━━ SOURCE EXTRACT
SFLA Leader Disses Pro-Life Feminists (Like You)

During my 23 years as President of Feminists for Life, the one thing I have heard repeatedly from students for life is how troubled they are about divisions in the pro-life movement. So it was stunning to have so many of our members alert us to a recent post on the SFLA president’s Facebook page dismissing pro-life feminists. She wrote:

When I was in college I thought of myself as a feminist. However, the more the got involved in politics and saw national feminist organizations in action, the more I knew that there couldn’t be middle ground with most of them as they are abortion extremists. Now, I know that many in our movement like to call themselves “pro-life feminists.” Hell, I used to do it too. I get it. It sounds cooler to friends. You can say you’re “pro-life” but, by adding the word “feminist” in the label, you can make them think about your views differently, a mental double take. It gives you a way to separate yourself from the pro-life tactics you disagree with or with the visions of crazies (i.e. AHA) that some people have when they hear the word “pro-lifer.” However, with only 1 in 5 American women calling themselves feminists these days, does the label even matter anymore? We all agree in the equality of women. I mean that’s what we fight for in the pro-life movement every day, for a world where no woman ever feels like she has to choose between the life of her child and the life she has dreamed for herself. We’re the ones fighting for the little girls being torn apart inside of their mothers, hundreds of times each day in Planned Parenthood facilities. Shouldn’t we put our time in trying to ensure America knows what pro-life or anti-abortion really means, encouraging them to join our movement which seeks to restore human rights to those most vulnerable in our society? Anyway back to work…random thoughts while writing my speech for Berkeley this week….
━━━━
━━ SOURCE MATERIAL
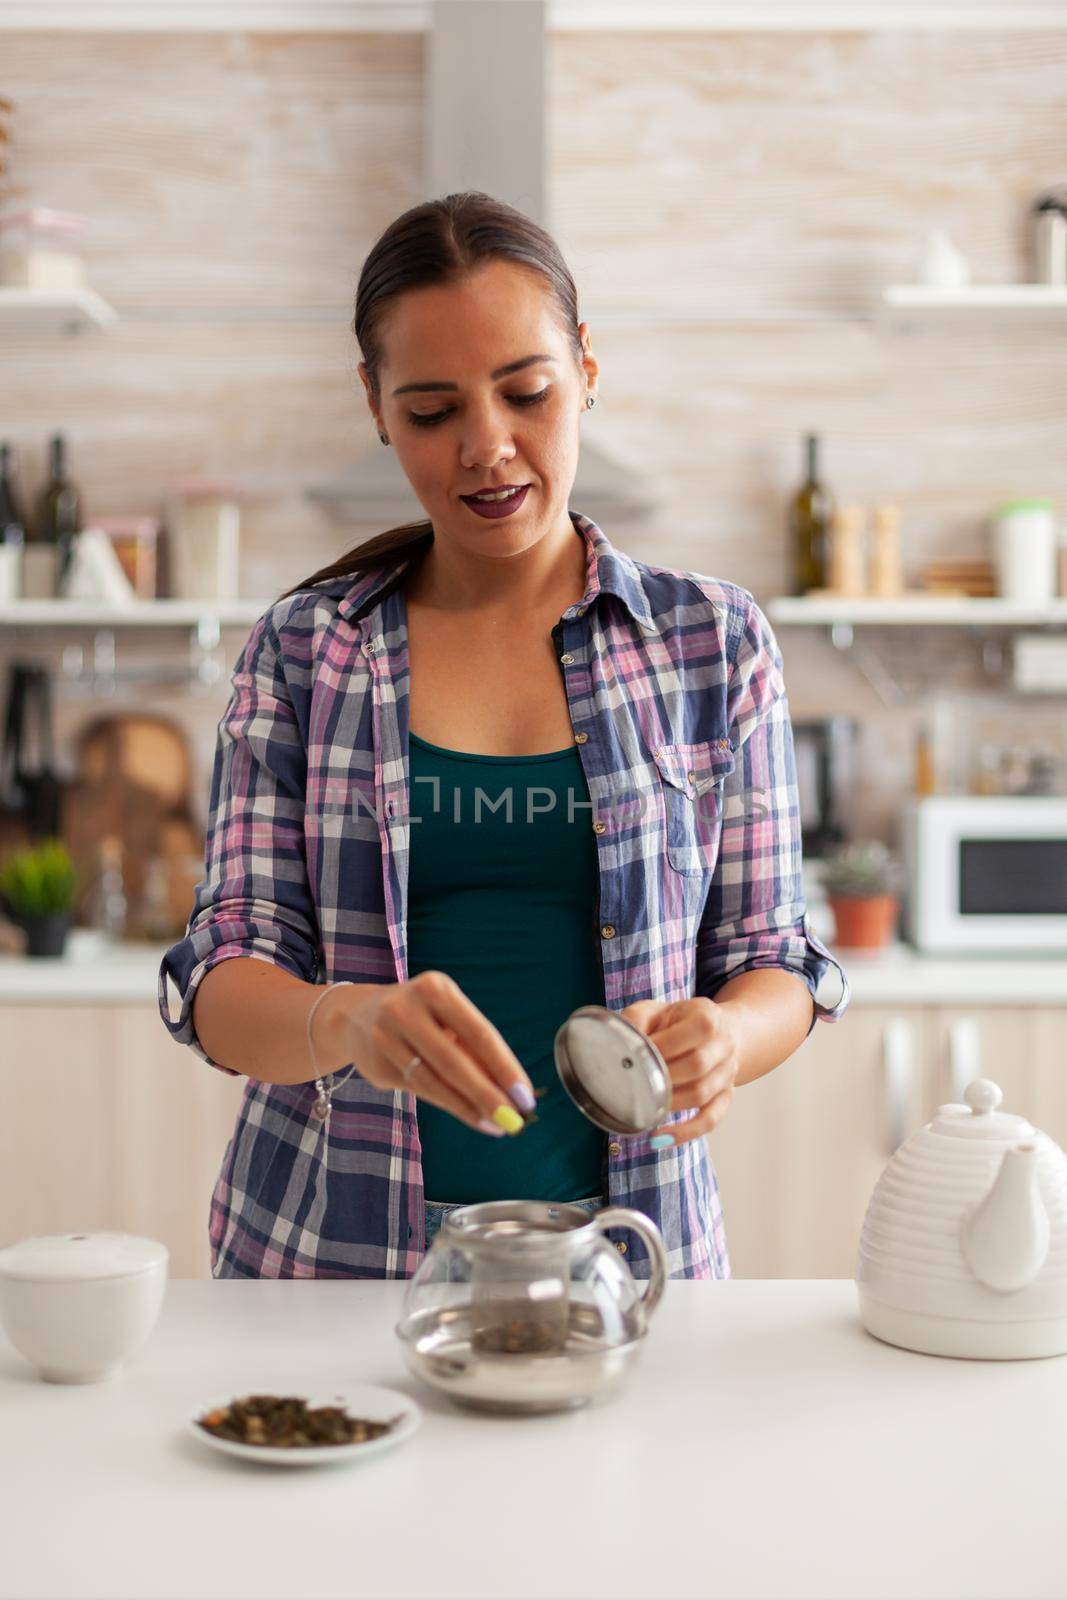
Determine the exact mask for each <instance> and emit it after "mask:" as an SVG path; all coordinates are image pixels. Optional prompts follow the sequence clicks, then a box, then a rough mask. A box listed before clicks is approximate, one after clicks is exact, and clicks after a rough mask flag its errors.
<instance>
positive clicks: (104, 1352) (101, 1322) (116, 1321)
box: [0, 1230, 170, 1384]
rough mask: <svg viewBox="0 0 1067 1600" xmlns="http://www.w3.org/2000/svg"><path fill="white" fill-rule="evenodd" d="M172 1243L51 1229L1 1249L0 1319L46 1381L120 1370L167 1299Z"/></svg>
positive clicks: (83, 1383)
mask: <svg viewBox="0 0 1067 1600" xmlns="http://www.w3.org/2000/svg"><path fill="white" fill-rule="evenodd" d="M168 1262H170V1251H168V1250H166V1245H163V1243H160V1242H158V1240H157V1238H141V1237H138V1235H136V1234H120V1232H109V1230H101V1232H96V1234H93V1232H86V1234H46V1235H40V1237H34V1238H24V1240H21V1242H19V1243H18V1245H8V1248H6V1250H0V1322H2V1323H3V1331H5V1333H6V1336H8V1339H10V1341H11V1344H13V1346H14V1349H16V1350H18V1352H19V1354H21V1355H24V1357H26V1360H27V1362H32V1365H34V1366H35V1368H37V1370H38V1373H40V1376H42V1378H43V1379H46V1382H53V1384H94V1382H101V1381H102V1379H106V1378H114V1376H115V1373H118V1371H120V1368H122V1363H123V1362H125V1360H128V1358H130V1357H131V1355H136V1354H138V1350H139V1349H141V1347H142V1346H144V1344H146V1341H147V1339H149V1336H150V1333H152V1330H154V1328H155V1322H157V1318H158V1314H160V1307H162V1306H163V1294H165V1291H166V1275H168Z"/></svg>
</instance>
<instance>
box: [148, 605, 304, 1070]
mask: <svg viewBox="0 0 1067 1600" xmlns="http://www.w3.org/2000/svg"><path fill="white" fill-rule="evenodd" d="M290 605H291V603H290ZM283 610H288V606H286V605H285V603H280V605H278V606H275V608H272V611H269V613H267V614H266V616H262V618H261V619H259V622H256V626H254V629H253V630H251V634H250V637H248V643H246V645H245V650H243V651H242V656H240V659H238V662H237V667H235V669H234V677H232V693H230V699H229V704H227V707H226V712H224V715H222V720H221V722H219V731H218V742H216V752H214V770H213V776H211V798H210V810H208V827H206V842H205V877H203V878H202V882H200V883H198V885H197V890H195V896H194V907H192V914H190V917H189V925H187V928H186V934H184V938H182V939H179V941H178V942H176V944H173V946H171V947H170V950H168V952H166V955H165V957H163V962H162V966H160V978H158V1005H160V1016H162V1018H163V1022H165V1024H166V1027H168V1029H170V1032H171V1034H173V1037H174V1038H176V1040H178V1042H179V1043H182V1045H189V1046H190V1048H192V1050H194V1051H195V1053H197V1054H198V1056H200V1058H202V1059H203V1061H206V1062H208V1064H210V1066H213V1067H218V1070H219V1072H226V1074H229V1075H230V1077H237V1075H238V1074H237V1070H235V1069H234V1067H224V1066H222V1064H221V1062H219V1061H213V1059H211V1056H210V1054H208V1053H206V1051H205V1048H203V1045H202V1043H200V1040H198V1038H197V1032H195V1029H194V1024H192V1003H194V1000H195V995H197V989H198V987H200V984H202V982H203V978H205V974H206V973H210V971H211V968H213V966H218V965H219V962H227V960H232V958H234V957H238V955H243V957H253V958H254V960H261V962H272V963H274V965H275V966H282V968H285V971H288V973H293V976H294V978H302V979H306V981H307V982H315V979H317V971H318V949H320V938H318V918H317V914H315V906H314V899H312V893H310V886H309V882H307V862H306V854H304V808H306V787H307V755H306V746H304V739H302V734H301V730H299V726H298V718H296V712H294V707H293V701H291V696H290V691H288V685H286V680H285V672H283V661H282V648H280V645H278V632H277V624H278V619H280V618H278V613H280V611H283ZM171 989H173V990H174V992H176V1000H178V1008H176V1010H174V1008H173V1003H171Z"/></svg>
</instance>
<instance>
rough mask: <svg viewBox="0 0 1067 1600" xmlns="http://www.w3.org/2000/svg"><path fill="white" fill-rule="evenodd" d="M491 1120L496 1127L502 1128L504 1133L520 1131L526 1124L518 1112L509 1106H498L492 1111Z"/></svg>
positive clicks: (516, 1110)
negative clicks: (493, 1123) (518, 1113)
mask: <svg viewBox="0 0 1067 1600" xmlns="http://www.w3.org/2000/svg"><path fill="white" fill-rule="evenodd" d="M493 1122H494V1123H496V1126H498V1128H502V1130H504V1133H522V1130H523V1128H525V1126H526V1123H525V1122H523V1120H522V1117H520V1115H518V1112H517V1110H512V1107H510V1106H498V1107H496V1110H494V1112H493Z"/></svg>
━━━━
* _TASKS TO PERFORM_:
1. Answer these from the Feminists for Life post:
(a) How many years has the writer served as President of Feminists for Life?
(b) According to the quoted Facebook comment, what share of American women call themselves feminists these days?
(c) What place was the speech being written for?
2. Continue the Feminists for Life post from the point where the quoted Facebook comment ends.

* _ANSWERS TO THE PROBLEMS_:
1.
(a) 23 years.
(b) 1 in 5.
(c) Berkeley.

2.
Over two decades, FFL donors have sacrificed to support our efforts to help Students for Life at the national, state (Illinois and Michigan), and campus levels. We developed and shared our Pregnancy Resource SurveySM and Guide, the first national directory and map of on-campus resources and support (which became the basis of Pregnant on Campus), babysitting group and rally instructions, and original kits on the history of pro-life feminism.

It’s not just that we are “cool.” Feminists for Life is no mere strategyIt is who we are and drives what we do, connecting history to policy to resources proven to support the mother and life of the child well beyond birth. We are proud of our record of accomplishments for those at highest risk, including those who are poor, women who are coerced into abortion by threats to withhold child support or on the receiving end of a fist, women who had abortions, desperate mothers, and college-age women — many of those who self-identify as feminists. So why choose to ignore or offend the very people we need to reach?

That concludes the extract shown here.